### Entries shown
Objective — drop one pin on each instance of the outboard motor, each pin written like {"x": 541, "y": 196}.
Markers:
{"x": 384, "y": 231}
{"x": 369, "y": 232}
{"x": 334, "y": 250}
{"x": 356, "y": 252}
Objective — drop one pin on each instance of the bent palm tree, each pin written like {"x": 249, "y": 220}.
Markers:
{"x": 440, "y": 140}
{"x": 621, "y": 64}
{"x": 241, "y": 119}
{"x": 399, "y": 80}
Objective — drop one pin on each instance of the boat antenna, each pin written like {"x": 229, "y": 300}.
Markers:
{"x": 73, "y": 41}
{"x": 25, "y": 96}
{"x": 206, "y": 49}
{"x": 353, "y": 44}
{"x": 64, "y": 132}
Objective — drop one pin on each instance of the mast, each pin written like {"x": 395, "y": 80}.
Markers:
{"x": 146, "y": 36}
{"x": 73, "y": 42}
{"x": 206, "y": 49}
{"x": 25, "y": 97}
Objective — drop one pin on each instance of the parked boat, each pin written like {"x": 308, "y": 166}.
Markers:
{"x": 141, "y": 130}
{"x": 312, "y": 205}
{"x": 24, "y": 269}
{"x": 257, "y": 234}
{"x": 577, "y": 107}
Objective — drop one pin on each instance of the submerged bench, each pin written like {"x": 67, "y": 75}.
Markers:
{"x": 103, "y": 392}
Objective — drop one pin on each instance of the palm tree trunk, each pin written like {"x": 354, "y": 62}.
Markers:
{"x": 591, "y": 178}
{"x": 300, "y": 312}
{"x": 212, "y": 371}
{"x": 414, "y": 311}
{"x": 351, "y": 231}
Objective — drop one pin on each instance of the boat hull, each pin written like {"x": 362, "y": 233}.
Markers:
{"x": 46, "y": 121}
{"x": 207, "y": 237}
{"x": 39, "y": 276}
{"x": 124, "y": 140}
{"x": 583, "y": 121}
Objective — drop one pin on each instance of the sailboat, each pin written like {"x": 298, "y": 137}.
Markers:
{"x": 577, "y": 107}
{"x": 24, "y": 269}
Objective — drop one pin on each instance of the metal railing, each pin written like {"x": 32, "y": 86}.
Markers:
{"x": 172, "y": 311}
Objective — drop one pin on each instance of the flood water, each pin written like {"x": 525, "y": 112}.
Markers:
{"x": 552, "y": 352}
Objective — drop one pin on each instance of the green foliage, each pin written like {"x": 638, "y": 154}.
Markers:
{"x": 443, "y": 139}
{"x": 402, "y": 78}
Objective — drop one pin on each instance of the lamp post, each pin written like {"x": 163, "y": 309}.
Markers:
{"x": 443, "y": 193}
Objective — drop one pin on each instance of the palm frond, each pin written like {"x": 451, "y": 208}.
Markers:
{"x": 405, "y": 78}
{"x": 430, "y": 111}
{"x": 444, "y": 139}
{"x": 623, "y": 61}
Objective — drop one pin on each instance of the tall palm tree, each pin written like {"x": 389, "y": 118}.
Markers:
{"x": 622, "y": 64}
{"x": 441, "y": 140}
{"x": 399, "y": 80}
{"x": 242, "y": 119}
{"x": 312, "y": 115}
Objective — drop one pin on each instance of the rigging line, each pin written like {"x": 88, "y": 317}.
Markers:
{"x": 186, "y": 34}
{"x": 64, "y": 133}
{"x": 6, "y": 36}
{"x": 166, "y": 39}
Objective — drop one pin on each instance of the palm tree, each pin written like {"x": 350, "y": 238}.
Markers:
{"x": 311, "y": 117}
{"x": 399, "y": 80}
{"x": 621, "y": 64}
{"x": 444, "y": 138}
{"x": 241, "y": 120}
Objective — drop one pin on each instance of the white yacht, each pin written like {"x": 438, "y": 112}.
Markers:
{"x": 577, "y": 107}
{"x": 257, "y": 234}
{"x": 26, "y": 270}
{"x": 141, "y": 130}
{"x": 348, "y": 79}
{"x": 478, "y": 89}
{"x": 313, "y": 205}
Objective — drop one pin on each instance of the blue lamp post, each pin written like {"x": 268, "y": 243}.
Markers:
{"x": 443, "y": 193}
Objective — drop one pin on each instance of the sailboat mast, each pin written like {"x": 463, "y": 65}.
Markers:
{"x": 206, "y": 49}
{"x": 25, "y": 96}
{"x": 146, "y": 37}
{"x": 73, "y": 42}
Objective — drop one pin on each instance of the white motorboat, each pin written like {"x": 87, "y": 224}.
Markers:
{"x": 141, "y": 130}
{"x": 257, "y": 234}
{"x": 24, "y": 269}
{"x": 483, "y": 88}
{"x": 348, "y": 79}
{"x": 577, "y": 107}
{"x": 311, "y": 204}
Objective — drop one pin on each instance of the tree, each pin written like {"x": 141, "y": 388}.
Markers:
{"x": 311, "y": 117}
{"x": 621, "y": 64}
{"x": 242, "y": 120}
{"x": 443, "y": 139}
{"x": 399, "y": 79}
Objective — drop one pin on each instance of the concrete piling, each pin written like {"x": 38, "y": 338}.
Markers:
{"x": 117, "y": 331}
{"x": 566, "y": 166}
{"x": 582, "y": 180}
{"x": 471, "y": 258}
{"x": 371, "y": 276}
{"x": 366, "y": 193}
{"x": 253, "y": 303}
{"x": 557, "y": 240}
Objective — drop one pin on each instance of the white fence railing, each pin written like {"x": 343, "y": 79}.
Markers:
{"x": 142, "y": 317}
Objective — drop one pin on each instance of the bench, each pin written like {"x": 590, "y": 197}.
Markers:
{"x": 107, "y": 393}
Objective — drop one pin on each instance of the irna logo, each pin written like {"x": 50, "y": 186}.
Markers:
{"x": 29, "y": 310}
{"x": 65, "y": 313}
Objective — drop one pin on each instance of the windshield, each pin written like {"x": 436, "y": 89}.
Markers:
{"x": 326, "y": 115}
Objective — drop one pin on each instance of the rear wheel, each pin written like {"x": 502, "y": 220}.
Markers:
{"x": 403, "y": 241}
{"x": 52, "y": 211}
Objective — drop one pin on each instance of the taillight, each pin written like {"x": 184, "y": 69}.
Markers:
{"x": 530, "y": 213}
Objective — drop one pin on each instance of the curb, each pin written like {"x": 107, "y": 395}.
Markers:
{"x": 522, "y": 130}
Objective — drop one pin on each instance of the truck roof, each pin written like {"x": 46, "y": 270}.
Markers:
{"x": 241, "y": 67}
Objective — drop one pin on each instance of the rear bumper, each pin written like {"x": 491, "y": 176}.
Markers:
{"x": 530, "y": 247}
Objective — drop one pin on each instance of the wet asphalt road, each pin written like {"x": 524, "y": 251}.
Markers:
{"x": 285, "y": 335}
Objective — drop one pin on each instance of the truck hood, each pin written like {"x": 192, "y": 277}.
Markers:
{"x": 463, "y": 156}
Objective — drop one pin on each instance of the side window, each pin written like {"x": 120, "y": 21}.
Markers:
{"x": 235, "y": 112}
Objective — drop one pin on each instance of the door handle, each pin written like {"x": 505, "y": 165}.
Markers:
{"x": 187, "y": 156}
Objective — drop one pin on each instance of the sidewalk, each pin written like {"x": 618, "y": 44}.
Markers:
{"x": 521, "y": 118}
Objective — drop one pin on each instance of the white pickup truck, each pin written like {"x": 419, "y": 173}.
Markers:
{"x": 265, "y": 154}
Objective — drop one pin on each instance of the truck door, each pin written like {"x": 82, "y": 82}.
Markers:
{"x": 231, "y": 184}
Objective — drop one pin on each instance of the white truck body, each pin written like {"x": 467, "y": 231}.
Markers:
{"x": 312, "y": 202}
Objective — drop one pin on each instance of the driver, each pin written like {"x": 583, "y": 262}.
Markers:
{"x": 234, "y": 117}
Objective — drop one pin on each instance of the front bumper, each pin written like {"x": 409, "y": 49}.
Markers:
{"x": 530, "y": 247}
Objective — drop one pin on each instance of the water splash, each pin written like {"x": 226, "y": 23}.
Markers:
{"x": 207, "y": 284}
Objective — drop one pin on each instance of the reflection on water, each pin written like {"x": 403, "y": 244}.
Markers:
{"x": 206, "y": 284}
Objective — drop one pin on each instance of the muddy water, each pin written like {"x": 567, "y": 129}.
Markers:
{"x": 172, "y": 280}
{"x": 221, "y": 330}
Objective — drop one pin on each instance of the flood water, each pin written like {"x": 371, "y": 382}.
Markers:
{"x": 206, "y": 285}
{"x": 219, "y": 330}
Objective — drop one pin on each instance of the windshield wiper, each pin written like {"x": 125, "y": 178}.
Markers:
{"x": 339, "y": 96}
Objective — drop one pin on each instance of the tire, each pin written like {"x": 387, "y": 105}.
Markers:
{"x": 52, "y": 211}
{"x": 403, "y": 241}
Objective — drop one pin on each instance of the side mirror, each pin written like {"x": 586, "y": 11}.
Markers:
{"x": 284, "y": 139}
######
Everything from the line with "Objective — drop one pin on each instance of the front" to the end of the listing above needs to be duplicated exactly, both end lines included, with nothing more.

Objective — drop one pin on each instance of the front bumper, each pin written like {"x": 409, "y": 49}.
Markers:
{"x": 530, "y": 247}
Objective — drop one pin on each instance of the water splash, each pin written like {"x": 226, "y": 23}.
Markers:
{"x": 207, "y": 284}
Objective — drop one pin on each instance of the reflection on water, each pin written like {"x": 403, "y": 244}.
Markers:
{"x": 206, "y": 284}
Objective — drop one pin on each instance of the muddy water, each pin written like {"x": 567, "y": 129}.
Markers:
{"x": 172, "y": 280}
{"x": 221, "y": 330}
Objective — drop one pin on each instance of the flood water, each pin written like {"x": 371, "y": 382}.
Markers:
{"x": 206, "y": 285}
{"x": 219, "y": 330}
Objective — drop one pin on each instance of the windshield wiper, each pin written like {"x": 125, "y": 178}.
Markers:
{"x": 339, "y": 96}
Objective — drop one pin on each instance of the tire, each pin written like {"x": 387, "y": 105}.
Markers:
{"x": 52, "y": 211}
{"x": 403, "y": 241}
Objective — drop one pin on each instance of the side mirror, each pin written like {"x": 586, "y": 11}.
Markers:
{"x": 284, "y": 139}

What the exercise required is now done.